→ **How to complete this task**: Could you please repeat all of the entries exactly as written?

→ **Given entries**:
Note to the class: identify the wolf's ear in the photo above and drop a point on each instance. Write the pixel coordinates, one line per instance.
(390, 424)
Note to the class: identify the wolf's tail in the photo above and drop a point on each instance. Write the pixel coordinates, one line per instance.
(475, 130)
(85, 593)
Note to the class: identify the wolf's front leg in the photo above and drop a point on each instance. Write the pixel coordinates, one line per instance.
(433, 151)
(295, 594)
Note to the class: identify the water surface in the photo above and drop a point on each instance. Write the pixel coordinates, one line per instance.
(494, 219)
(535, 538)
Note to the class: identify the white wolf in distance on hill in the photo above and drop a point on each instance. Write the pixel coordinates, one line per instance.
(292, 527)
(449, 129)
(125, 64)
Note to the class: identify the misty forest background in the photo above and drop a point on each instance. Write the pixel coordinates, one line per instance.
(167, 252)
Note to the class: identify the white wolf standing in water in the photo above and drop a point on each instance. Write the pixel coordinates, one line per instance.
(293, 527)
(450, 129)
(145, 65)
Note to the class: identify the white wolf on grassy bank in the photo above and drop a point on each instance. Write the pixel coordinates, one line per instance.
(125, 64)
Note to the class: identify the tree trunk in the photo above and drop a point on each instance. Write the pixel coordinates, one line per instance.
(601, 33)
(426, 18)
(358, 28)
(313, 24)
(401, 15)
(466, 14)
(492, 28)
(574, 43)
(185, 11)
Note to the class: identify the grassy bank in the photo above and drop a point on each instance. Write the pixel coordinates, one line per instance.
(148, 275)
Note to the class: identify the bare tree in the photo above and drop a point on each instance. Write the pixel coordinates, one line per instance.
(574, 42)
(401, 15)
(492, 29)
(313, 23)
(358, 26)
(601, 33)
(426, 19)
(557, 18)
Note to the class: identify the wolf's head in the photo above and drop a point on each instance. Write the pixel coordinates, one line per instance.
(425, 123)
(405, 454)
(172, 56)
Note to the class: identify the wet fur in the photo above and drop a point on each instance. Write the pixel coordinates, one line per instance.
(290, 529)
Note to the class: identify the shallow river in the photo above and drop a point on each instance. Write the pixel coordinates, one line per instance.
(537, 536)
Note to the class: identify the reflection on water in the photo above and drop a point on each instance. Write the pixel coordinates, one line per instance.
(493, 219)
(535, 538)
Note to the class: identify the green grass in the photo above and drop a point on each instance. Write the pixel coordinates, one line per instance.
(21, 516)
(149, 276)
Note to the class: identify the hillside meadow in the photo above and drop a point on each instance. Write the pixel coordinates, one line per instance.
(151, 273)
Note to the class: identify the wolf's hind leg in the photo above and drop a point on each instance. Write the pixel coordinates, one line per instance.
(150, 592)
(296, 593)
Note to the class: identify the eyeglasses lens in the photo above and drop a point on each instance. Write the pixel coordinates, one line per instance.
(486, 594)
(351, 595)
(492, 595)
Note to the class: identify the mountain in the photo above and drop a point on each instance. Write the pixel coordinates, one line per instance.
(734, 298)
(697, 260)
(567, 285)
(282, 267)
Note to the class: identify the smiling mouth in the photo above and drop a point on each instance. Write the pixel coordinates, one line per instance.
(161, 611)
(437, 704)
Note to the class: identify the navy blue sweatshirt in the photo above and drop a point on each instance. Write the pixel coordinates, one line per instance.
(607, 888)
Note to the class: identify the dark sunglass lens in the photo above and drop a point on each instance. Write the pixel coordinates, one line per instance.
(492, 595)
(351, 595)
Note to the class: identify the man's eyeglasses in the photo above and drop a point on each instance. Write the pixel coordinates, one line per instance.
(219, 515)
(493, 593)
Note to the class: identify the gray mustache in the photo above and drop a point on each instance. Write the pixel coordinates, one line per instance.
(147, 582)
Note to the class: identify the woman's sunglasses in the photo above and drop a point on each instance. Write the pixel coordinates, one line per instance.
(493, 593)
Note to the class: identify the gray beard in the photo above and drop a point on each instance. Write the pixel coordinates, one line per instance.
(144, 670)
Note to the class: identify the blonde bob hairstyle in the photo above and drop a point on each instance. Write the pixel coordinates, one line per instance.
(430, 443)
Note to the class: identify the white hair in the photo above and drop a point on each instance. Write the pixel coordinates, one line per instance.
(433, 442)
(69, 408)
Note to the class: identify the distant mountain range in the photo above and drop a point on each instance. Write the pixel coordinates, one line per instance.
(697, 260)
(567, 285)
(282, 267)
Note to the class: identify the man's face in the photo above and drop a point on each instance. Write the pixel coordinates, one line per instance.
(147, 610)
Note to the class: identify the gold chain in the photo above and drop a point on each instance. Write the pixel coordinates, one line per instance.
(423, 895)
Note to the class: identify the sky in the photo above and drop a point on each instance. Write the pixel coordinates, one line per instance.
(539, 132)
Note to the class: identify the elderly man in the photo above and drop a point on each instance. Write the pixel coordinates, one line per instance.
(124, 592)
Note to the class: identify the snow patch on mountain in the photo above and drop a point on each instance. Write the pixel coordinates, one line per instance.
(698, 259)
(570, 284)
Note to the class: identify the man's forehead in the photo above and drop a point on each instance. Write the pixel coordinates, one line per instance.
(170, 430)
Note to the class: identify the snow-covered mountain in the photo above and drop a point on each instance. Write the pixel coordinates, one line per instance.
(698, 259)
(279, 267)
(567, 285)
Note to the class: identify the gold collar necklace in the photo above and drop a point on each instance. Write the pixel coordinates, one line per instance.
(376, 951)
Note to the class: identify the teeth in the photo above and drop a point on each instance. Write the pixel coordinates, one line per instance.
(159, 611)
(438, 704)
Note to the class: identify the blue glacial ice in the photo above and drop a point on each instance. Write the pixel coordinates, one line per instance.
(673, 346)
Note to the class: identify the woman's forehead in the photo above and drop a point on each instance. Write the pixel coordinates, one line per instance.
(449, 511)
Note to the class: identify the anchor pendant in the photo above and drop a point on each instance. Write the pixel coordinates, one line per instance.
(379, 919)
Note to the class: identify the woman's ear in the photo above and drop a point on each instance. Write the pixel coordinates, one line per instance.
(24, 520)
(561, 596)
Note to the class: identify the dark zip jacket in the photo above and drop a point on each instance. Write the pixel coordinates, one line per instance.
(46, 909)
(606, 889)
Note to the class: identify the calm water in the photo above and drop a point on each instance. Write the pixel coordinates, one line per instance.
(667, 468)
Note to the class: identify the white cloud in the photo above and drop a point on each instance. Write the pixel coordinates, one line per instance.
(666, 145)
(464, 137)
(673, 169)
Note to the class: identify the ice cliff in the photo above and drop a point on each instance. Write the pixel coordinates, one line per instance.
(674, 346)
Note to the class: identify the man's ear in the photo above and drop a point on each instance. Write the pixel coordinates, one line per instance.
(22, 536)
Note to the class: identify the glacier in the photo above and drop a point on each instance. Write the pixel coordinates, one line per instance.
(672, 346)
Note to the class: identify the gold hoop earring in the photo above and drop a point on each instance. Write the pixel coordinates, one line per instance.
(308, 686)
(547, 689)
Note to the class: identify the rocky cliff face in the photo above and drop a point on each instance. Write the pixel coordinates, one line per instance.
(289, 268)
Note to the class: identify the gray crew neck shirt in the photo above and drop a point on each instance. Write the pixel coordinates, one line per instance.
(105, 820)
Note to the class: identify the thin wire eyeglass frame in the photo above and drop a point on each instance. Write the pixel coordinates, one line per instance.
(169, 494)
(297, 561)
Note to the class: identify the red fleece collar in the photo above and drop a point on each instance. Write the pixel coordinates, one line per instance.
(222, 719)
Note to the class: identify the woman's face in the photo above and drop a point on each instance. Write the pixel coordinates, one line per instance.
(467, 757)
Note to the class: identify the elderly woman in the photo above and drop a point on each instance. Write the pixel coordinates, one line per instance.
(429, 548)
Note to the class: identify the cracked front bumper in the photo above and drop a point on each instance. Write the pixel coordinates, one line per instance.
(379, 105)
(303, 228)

→ **Result below**:
Note to the class: identify the wolf's ear in the photo above and drop a point on each instance. Write the pixel coordinates, one line per instance.
(390, 424)
Note to the class: identify the wolf's tail in the photo above and drop a point on each instance. Write the pixel coordinates, one line per instance.
(475, 130)
(85, 593)
Note to the class: identify the wolf's front leg in the photo above and drop a point on each instance. Write the pixel coordinates, one line per instance.
(433, 151)
(295, 594)
Note to the class: identify the water surface in the photo above and drop a point on each instance. Write the pixel coordinates, one line per instance.
(494, 219)
(535, 538)
Note to the class: identify the white wolf in distance on hill in the photo above and drop a point on each instance. Write the pixel coordinates, one line per instance.
(292, 527)
(449, 129)
(125, 64)
Note to the class: identify the misty forest background in the photo above and drop a point on each instance. Write the pixel coordinates, one line per instance.
(167, 252)
Note to the class: identify the white wolf standing in water in the photo above and drop a point on each instance. Write the pixel coordinates, one line per instance.
(293, 527)
(450, 129)
(145, 65)
Note to the class: identify the white wolf on grassy bank in the photo above and drop a point on each instance. Write the pixel coordinates, one line per instance.
(125, 64)
Note to the class: identify the tree trunk in the photo above and drop a point on each instance. Write the pixel coordinates, one line per instance.
(601, 33)
(426, 18)
(358, 28)
(313, 24)
(401, 15)
(466, 14)
(492, 28)
(574, 43)
(185, 11)
Note to the class: identify the grassy bank in the photo above and drop a point on each instance. Write the pixel coordinates, one line per instance.
(148, 275)
Note to the class: identify the bare tree in the photo above and drop a point on each instance. Write the pixel coordinates, one line per instance.
(574, 42)
(401, 15)
(492, 29)
(313, 23)
(358, 26)
(601, 33)
(426, 19)
(557, 18)
Note to the class: identify the wolf's head in the photo above and drop a point on each instance. Write the pixel coordinates, one line per instance.
(425, 123)
(405, 454)
(172, 56)
Note to the class: identify the wet fur in the photo above and drop a point on each instance. Write the pixel coordinates, one line per instance.
(290, 529)
Note to the class: identify the shallow river in the photo above and drop a point on each instance. Write the pixel coordinates, one line per instance.
(537, 536)
Note to the class: identify the reflection on water in the photo above and drop a point on each instance. Write the pixel coordinates, one line per instance.
(493, 219)
(535, 538)
Note to the class: identify the green grass in the photo above and drop a point on each instance. Write the pixel coordinates, one line per instance.
(21, 516)
(149, 276)
Note to the class: identify the hillside meadow in the photo above and drop a point on each instance. Write the pixel coordinates, one line per instance.
(151, 273)
Note to the class: identify the wolf's hind leg in the photo above and drop a point on each instance. Write the pixel coordinates, one line per instance.
(150, 592)
(296, 593)
Note to the class: identify the eyeglasses lens in the photo above and drop a point on each instance. Write the pixel coordinates, one line per instance.
(486, 594)
(351, 595)
(492, 595)
Note to the class: identify the mountain in the photo above and drop a point on each instance. Write the pixel coordinates, one line per instance.
(734, 298)
(697, 260)
(567, 285)
(282, 267)
Note to the class: identify the smiling mouth in the photo above and drop a point on each instance. Write the pixel coordinates, one line per instance.
(161, 611)
(437, 704)
Note to the class: identify the navy blue sweatshirt in the photo above and drop a point on each instance. Write the pixel coordinates, one line per instance.
(607, 888)
Note to the class: identify the dark sunglass lens in the photo above and drop a point on each instance. Write the pixel coordinates, one line per instance.
(492, 595)
(351, 595)
Note to the class: identify the man's eyeglasses in the photo above and drop a point on each instance. Write the pixel coordinates, one line per instance.
(219, 515)
(493, 593)
Note to the class: identify the gray mustache in the photo above and drop a point on each instance. Write the pixel coordinates, one line per instance.
(147, 582)
Note to the class: identify the woman's sunglasses in the photo above and drop a point on each instance. Write the pixel coordinates, one line per instance.
(493, 593)
Note to the class: identify the gray beard in the photo above and drop a point on each instance. Write the pixel coordinates, one line per instance.
(144, 670)
Note to the class: identify the blonde bob hairstyle in the photo above and drop a point on each instance. Write the pixel coordinates, one line per instance.
(430, 443)
Note to the class: identify the white hair in the photo above and drop a point on each instance. Write the pixel coordinates, one line per instance.
(433, 442)
(69, 408)
Note to the class: identify the distant mountain range in the photo above and drop a point on each instance. Write the pixel coordinates, one line per instance.
(697, 260)
(567, 285)
(282, 267)
Note to the class: identify the man's face in the photo above and drop a point on each instance. Write the pixel coordinates, one line per instance.
(147, 610)
Note to the class: identify the gold chain in the photo above and drop a point on each instance. Write the pixel coordinates, one line per instance.
(423, 895)
Note to the class: identify the sky in the photo above and drop a point on each instance. Write the pixel coordinates, one line per instance.
(539, 132)
Note to the class: identify the elderly man in the photo above and drop a point on each instance. Write the pixel coordinates, one line per instance.
(124, 592)
Note to the class: identify the snow patch on mountain in the photo above and drop a point on each instance. Write the pixel coordinates, one line per instance.
(698, 259)
(570, 284)
Note to the class: identify the man's forehead in the photo above and drop a point on each instance. Write the pixel coordinates, one line per instance.
(170, 430)
Note to the class: identify the snow-covered mountain in the photo above and drop a point on each instance. Write the pixel coordinates, one line per instance.
(698, 259)
(279, 267)
(567, 285)
Note to the class: identify the gold collar necklace in the photo above and drop a point on each instance. Write the pixel coordinates, one line per instance.
(376, 951)
Note to the class: identify the teeth in the photo above and drop a point on each instance. Write the pixel coordinates, one line per instance.
(159, 611)
(438, 704)
Note to the class: identify the blue glacial ice in the photo above and drop a point on each instance. Write the pixel coordinates, one line per instance.
(673, 346)
Note to the class: identify the woman's forehead in the photo above and drop a point on each instance. Write the pixel coordinates, one line per instance.
(449, 511)
Note to the class: identify the anchor pendant in the photo above and drop a point on each instance. Write the pixel coordinates, one line per instance.
(379, 919)
Note to the class: identify the woman's ear in the photo above and drop a point on each instance. Write the pixel coordinates, one line per instance.
(24, 520)
(561, 596)
Note to the class: identify the dark zip jacket in the photo above and drop a point on each instance. Write the pixel coordinates, one line per instance.
(46, 909)
(606, 889)
Note to the class: identify the calm water in the photo above and drop a point on each instance. Write the pixel coordinates, one line per instance.
(667, 468)
Note to the class: identify the white cloud in the photo above and drop a point on each instance. Write the pixel coordinates, one line per instance.
(666, 145)
(464, 137)
(673, 169)
Note to the class: identify the ice cliff in the photo above and drop a point on each instance. Write the pixel coordinates, one line per instance.
(674, 346)
Note to the class: identify the man's ear in the photo above and drop a point on each instance. Write the pixel coordinates, one line per instance.
(22, 536)
Note to the class: identify the glacier in the photo above and drop a point on each instance. Write the pixel coordinates, one line per instance.
(672, 346)
Note to the class: identify the gold hoop earring in the photo above and drop a point on each instance. Write the pixel coordinates, one line per instance.
(308, 686)
(547, 689)
Note to the class: identify the rocky cliff face in the photo above and drop a point on each instance. Write the pixel coordinates, one line per instance.
(289, 268)
Note to the class: identify the gray crew neck shirt in the photo above and drop a point on each instance. Write the pixel coordinates, one line per instance.
(105, 820)
Note to the class: identify the thin wire eyeglass frame in the photo above and drop a point on each instance. Write the pixel coordinates, one line per instance.
(169, 494)
(297, 561)
Note to the class: identify the red fleece collar in the photo above and drop a point on each instance. Write the pixel coordinates, one line per instance.
(222, 719)
Note to the class: identify the woman's face in the photo above and drop a point on each instance. Write the pixel coordinates, one line per instance.
(467, 757)
Note to the class: identify the elderly woman in the photo above and drop a point on each instance. Write the pixel coordinates, one line per instance.
(429, 548)
Note to the class: identify the cracked front bumper in the photo above and drop a point on each instance. Write the pixel coordinates, one line per instance.
(379, 105)
(303, 228)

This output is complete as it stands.